**TEXT UNDER STUDY**
- - - - - - -
Health & Safety
Ontario parents finding ways to manage extended online learning
Working parents thrust into untenable educational situation
By Nicole Thompson
Tanya Bogatin’s once pristine home is no longer quite so organized, and she’s waiting a little longer between loads of laundry, but it’s no skin off her back.
Her priorities have shifted now that she’ll be helping her two young kids attend classes from their home in Vaughan, Ont., for another month.
“Things are gonna fall to the backburner,” she said. “I tell my kids, don’t stress about it … relax, relax. We’re happy, we’re safe, we’re healthy.”
With online learning extended until late January across southern Ontario, and for even longer in Toronto, York, Peel, Durham and Windsor-Essex, parents like Bogatin are finding a litany of strategies to manage all their responsibilities.
She said she briefly panicked when she found out her kids would be learning remotely until at least Feb. 10, but then she came up with a game plan. Each morning, she and her kids get up at around 8:20 a.m., with half an hour to spare before classes begin.
Once classes start, her son — who is in Grade 4 — stations himself in the dining room, and her daughter — in Grade 2 — sets up her laptop at the desk in the toy room.
- - - - - - -
**RECORD EXCERPTS**

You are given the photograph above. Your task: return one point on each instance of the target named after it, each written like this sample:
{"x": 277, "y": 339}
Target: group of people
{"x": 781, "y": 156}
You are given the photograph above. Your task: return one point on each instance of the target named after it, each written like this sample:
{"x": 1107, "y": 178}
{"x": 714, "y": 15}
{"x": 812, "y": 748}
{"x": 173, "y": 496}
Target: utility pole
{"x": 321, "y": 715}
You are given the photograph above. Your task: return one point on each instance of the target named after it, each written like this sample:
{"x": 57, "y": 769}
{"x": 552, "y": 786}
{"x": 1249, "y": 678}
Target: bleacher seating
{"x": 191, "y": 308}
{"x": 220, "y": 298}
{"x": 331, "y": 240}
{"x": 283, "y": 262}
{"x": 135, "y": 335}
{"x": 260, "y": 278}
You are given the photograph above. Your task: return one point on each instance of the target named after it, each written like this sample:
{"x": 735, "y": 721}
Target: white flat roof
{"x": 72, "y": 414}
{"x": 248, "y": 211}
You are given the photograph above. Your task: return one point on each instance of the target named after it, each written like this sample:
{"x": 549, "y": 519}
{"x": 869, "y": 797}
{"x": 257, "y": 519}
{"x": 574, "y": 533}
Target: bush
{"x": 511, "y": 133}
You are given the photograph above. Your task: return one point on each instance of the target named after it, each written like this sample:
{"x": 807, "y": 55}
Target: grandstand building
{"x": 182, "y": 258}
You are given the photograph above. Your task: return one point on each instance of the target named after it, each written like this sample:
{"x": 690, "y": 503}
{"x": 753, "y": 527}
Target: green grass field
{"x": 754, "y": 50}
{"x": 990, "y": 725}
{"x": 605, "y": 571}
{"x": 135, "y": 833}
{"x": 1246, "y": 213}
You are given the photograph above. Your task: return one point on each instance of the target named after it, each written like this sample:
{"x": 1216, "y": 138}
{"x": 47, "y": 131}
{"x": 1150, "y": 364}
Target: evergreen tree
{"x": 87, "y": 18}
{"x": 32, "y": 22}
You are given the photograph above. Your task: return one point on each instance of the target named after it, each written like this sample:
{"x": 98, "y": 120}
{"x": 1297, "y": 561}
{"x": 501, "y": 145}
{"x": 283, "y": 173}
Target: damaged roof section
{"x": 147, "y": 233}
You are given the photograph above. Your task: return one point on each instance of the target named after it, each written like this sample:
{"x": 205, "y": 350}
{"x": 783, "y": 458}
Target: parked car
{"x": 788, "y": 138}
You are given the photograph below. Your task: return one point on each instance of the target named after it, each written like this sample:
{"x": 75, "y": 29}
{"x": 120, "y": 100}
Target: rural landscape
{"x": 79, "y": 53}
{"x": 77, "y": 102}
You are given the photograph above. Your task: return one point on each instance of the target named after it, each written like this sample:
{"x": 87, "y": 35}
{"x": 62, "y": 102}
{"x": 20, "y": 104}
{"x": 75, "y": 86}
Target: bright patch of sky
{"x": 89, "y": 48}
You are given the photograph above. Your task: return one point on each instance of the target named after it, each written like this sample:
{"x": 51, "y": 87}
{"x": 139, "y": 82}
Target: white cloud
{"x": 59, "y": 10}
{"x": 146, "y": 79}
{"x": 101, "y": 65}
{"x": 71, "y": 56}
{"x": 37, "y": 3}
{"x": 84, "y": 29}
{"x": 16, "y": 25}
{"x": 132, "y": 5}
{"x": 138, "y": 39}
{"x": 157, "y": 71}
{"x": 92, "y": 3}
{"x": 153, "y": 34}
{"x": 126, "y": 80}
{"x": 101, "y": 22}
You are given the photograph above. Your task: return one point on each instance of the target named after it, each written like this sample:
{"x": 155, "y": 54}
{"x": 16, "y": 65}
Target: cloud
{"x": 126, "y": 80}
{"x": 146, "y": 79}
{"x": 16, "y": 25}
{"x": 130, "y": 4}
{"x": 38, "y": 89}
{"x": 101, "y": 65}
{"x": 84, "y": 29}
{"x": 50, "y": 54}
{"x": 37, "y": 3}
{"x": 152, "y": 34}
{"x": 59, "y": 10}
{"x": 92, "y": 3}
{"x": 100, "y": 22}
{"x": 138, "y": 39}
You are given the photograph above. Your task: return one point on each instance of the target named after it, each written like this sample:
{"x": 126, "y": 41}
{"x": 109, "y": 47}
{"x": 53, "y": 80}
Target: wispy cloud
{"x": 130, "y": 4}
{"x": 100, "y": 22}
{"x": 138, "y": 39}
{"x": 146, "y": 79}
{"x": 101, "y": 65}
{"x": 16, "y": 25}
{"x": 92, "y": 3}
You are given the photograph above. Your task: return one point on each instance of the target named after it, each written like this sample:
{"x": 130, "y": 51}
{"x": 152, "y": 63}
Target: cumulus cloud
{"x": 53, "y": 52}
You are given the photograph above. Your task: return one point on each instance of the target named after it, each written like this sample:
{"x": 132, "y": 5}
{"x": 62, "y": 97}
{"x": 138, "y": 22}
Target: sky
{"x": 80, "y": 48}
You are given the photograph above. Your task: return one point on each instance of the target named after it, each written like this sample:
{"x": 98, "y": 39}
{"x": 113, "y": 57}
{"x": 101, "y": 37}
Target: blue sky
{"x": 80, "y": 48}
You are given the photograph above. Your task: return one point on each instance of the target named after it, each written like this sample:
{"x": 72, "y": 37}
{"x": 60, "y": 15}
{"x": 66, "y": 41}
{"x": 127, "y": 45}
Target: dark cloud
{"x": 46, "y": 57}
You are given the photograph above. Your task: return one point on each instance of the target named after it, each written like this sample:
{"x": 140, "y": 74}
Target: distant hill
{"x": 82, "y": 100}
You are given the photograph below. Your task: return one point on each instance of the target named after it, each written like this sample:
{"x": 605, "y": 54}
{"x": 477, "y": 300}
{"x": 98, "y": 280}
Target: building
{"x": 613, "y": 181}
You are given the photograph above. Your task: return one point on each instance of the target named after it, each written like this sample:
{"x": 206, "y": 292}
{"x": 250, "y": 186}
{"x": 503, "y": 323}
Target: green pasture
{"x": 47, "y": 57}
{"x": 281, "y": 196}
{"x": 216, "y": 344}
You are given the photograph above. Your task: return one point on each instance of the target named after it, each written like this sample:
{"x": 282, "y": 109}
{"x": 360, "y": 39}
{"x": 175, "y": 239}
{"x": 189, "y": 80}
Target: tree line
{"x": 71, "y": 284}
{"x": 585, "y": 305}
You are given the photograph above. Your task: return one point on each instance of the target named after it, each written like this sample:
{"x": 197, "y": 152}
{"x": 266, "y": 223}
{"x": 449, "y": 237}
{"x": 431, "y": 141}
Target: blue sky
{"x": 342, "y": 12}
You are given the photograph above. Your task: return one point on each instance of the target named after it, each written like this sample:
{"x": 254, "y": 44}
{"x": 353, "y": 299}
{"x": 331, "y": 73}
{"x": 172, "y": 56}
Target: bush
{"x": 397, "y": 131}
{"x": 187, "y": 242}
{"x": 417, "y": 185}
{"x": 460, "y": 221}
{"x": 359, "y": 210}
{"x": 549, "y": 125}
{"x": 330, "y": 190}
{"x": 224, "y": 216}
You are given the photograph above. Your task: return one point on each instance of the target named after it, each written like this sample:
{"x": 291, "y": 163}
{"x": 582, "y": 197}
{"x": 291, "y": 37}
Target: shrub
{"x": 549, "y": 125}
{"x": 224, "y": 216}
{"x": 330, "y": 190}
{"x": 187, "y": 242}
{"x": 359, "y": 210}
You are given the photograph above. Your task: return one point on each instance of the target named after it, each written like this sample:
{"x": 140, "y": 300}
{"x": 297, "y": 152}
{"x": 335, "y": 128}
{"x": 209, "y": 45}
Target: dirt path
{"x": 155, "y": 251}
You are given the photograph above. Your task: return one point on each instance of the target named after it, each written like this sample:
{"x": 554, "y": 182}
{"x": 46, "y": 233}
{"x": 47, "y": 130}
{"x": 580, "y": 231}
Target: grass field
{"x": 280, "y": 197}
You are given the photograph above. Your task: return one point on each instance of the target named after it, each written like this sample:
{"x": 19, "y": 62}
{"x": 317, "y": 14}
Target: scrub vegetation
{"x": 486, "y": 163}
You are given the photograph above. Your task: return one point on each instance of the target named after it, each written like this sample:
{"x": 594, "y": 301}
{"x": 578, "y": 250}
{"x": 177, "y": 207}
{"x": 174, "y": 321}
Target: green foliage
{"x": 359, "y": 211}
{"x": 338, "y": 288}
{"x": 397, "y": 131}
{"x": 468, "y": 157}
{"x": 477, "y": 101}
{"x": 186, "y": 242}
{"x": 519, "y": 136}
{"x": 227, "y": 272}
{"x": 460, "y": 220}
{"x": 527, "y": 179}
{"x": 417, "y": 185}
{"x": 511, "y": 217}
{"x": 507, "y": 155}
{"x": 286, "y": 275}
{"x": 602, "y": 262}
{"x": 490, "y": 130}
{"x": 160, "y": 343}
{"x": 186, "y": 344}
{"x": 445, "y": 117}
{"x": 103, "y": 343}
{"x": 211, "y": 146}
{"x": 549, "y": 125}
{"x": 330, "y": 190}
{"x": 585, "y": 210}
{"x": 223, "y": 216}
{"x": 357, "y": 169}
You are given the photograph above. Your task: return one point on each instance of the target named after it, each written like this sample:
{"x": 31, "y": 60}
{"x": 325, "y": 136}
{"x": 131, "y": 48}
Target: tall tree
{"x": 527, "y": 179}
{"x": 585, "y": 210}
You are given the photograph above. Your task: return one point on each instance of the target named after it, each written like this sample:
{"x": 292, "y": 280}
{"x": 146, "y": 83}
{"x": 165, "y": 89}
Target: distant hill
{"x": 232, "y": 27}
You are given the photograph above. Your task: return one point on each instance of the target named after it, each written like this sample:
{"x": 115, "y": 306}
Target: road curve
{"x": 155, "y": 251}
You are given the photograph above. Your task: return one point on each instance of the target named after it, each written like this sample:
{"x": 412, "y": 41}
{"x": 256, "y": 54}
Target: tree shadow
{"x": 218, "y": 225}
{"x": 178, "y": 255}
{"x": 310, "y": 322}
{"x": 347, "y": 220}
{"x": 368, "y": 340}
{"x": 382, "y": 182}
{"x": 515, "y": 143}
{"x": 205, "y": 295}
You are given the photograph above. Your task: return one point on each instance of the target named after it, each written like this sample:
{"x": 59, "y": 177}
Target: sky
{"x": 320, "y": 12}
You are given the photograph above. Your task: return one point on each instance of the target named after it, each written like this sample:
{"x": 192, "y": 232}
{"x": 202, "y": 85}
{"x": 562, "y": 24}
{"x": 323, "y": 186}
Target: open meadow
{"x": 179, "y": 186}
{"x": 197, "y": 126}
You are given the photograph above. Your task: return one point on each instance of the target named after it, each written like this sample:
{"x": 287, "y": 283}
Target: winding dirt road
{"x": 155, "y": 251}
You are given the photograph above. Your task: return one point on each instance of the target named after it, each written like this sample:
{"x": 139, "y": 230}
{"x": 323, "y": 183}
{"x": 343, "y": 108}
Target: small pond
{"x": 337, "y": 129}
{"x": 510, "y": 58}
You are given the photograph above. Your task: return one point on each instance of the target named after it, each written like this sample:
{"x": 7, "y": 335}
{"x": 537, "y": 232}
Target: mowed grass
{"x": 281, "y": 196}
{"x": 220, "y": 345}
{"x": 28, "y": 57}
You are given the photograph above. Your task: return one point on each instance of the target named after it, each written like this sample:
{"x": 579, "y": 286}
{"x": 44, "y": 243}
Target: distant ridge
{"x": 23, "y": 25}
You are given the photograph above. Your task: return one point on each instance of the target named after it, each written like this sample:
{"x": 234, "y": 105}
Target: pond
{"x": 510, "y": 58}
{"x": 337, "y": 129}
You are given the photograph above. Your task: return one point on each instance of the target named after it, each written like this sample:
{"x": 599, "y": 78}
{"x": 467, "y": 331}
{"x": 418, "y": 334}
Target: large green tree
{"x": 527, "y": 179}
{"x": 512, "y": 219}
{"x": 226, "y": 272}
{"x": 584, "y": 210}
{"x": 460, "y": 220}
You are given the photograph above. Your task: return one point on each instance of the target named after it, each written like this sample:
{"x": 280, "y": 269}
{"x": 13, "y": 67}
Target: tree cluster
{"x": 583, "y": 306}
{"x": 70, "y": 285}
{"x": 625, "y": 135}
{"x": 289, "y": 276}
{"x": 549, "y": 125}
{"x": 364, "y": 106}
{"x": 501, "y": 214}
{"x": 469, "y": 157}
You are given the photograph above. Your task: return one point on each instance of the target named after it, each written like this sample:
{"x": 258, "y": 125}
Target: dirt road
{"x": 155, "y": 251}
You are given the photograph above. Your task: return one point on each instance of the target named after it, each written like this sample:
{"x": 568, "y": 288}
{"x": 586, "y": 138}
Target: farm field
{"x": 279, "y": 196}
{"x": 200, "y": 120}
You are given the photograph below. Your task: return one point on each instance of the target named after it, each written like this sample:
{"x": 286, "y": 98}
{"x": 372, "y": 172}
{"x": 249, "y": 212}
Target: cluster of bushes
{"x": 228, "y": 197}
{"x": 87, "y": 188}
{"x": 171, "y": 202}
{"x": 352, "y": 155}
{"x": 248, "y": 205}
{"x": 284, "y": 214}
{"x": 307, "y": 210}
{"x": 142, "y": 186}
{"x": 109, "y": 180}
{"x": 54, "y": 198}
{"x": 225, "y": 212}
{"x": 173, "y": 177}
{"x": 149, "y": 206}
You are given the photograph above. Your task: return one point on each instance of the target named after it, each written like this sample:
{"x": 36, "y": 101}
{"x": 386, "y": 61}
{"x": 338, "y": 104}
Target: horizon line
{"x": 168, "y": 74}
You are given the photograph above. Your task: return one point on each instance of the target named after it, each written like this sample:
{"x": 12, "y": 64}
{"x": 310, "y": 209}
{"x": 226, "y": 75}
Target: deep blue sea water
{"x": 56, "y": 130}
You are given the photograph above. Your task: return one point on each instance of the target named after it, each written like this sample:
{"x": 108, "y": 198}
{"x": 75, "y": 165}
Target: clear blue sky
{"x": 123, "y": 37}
- - - - - - -
**TASK ITEM**
In the article on Ontario parents managing online learning, where does Tanya Bogatin's daughter set up her laptop once classes start?

**EXPECTED ANSWER**
At the desk in the toy room.